### [Goal of the exercise]
Extract every line starting at the line that contains "A note to the class: find the balcony in" and ending with the final line of the data, inclusive; give only those lines, word for word.

### [Extracted records]
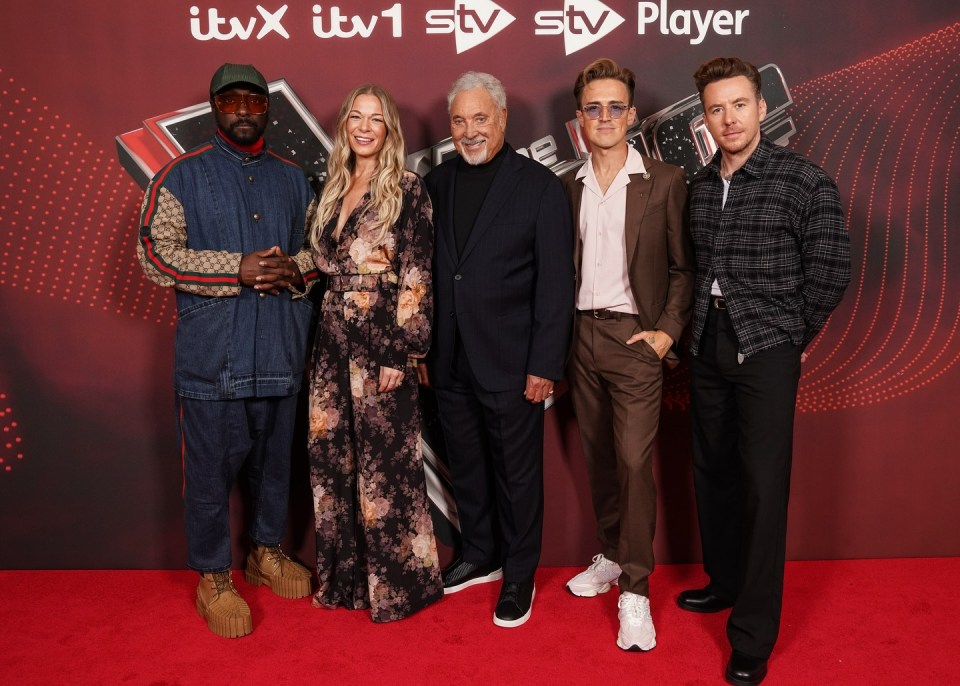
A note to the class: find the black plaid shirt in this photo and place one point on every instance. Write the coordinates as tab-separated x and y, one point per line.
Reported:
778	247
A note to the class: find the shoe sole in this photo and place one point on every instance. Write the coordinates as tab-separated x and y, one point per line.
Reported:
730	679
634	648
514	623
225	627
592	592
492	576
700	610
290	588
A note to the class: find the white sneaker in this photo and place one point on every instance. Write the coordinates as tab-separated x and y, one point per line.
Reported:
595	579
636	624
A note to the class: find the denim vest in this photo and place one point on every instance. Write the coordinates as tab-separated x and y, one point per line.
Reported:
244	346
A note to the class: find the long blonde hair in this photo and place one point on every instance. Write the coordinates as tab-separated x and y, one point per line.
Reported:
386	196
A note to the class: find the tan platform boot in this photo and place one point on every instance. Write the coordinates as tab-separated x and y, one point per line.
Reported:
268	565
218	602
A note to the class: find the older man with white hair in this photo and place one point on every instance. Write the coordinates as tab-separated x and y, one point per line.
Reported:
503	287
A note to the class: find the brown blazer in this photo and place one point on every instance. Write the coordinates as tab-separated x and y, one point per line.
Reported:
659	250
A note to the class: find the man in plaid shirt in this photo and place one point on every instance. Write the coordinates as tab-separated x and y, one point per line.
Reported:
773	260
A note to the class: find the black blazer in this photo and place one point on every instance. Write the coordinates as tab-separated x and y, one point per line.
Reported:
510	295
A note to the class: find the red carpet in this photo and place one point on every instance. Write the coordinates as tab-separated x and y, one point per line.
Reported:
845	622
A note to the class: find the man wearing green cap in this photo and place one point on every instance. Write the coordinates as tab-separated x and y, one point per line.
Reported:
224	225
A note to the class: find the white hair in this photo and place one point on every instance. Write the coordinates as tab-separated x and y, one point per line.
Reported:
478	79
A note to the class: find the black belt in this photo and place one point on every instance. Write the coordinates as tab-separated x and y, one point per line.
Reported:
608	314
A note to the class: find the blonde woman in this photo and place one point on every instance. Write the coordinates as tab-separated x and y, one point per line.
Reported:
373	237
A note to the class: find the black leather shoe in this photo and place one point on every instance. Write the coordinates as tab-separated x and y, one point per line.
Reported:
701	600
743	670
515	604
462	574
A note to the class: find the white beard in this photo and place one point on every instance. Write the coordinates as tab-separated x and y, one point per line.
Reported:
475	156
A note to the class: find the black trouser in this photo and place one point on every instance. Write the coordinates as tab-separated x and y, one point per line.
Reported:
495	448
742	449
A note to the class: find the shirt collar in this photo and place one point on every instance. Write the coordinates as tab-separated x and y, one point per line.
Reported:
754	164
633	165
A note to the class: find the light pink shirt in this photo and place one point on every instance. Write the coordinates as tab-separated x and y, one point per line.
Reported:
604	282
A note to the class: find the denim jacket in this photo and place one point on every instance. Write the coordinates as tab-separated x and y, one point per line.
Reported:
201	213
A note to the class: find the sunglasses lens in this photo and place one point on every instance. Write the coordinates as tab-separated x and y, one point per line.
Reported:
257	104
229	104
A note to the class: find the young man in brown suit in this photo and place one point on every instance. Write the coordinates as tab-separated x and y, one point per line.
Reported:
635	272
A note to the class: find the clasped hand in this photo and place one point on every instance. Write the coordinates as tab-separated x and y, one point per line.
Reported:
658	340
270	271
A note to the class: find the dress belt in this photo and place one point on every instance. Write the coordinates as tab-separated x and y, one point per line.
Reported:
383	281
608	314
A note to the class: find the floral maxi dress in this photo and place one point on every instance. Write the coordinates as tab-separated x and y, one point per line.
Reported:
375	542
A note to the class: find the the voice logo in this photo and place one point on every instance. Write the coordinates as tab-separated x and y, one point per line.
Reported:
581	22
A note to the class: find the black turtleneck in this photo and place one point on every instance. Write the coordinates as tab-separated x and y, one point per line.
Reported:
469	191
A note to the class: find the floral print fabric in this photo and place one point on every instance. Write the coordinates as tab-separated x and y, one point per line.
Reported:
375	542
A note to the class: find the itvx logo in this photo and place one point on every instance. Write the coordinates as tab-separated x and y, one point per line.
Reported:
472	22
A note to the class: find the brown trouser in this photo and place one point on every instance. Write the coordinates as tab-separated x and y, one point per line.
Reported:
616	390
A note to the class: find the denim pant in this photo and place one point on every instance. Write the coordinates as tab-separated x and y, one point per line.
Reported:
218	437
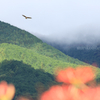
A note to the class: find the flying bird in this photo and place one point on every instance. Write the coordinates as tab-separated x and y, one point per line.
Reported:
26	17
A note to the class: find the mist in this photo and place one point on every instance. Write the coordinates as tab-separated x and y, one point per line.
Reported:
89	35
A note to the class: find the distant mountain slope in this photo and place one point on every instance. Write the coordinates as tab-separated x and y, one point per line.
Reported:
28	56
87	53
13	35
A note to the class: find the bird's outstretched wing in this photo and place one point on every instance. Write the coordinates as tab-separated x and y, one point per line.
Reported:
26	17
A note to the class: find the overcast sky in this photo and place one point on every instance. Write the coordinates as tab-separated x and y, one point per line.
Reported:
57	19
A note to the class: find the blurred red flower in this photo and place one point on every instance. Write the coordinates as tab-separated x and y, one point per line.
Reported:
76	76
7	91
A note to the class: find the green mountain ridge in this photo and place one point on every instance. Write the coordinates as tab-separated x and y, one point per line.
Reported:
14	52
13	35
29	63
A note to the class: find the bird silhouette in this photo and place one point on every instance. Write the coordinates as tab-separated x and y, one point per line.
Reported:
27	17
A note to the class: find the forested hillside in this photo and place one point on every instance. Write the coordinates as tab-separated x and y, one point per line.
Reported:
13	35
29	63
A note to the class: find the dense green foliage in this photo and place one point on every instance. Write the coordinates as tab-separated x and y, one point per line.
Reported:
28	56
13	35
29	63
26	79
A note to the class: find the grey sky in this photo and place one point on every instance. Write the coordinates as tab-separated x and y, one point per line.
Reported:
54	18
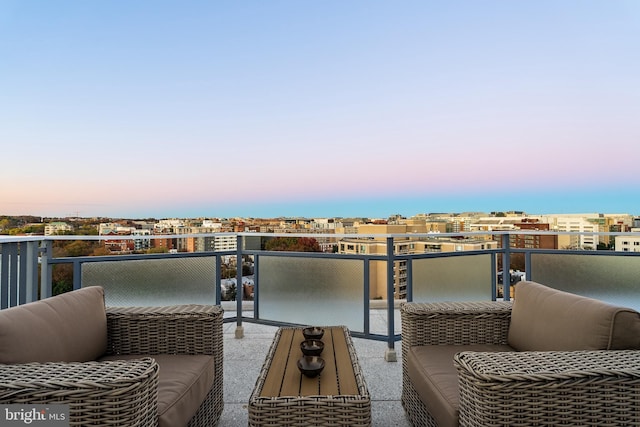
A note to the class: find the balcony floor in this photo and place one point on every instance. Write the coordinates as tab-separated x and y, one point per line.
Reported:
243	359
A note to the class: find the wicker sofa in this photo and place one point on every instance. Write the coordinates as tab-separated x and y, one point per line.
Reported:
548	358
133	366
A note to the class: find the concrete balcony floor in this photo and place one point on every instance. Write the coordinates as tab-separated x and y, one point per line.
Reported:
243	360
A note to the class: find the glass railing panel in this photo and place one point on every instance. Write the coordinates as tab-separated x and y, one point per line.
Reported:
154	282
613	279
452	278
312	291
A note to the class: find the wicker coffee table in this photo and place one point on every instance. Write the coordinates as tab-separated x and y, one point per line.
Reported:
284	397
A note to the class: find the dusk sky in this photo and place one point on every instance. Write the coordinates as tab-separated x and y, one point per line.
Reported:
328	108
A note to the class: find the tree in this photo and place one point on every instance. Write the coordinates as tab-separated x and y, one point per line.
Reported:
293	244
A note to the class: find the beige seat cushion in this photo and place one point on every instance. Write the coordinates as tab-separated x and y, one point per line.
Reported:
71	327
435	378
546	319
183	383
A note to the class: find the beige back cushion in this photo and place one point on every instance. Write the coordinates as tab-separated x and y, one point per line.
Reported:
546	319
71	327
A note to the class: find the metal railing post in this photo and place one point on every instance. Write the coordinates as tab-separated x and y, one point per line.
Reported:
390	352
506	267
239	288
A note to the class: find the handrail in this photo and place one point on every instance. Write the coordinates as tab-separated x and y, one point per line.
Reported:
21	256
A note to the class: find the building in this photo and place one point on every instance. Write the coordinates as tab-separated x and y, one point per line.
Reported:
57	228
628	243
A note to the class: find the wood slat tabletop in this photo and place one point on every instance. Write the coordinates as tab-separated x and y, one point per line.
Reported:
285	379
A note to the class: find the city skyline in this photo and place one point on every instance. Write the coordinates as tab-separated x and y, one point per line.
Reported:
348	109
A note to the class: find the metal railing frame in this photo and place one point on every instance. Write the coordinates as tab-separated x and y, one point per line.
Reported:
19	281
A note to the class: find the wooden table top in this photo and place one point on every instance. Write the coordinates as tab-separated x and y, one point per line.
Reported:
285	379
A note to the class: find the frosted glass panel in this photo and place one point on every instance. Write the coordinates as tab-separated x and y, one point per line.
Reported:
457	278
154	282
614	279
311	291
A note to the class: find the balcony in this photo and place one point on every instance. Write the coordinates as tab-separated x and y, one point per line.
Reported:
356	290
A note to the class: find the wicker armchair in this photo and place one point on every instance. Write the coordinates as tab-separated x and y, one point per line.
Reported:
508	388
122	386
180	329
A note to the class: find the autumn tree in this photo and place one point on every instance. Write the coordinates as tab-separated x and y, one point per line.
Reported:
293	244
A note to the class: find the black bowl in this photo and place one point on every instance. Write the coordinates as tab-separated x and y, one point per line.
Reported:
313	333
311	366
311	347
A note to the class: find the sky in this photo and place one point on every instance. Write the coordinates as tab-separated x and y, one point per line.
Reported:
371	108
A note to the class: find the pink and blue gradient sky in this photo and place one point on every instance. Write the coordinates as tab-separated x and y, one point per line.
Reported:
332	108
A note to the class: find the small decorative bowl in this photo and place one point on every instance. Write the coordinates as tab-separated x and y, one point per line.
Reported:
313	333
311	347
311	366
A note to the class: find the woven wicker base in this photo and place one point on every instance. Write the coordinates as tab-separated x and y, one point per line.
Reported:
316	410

### [Response for this exercise]
A note to the class: find the balcony in this photo and place one point on every instance. Write the coordinates as tab-separated x and y, one point per line.
Reported:
356	290
A note to the class: find the wicker armchair in this photo and place one point on every instance. Write the coordinates as tab-separated x and y, one point per line.
Reported:
508	388
122	386
180	329
A note to the class: find the autumn tree in this photo and place one point on every instance. Write the coordinates as tab-separated x and y, one point per line.
Reported:
293	244
A note to the class: find the black bowl in this photo and place one point on every instance. Write the coordinates as tab-separated x and y, one point per line.
Reported:
313	333
311	366
311	347
A note to the class: find the sky in this photo and place one point on every instance. Write the coordinates as tab-separated x and y, one point per line.
Reported:
371	108
A note to the class: find the pink and blue gradient sky in this photo and place one point on every instance. Write the coordinates as tab-separated x and y, one point per line.
Reported:
332	108
A note to the class: find the small decorative bowl in this photo and place one point on every instance. Write the coordinates as tab-separated x and y, one point per line.
Reported:
313	333
311	347
311	366
A note to the class: find the woven wicker base in this photo and place one point on every instance. Write the coordinates as tab-separated x and y, one point per line.
Reported:
316	410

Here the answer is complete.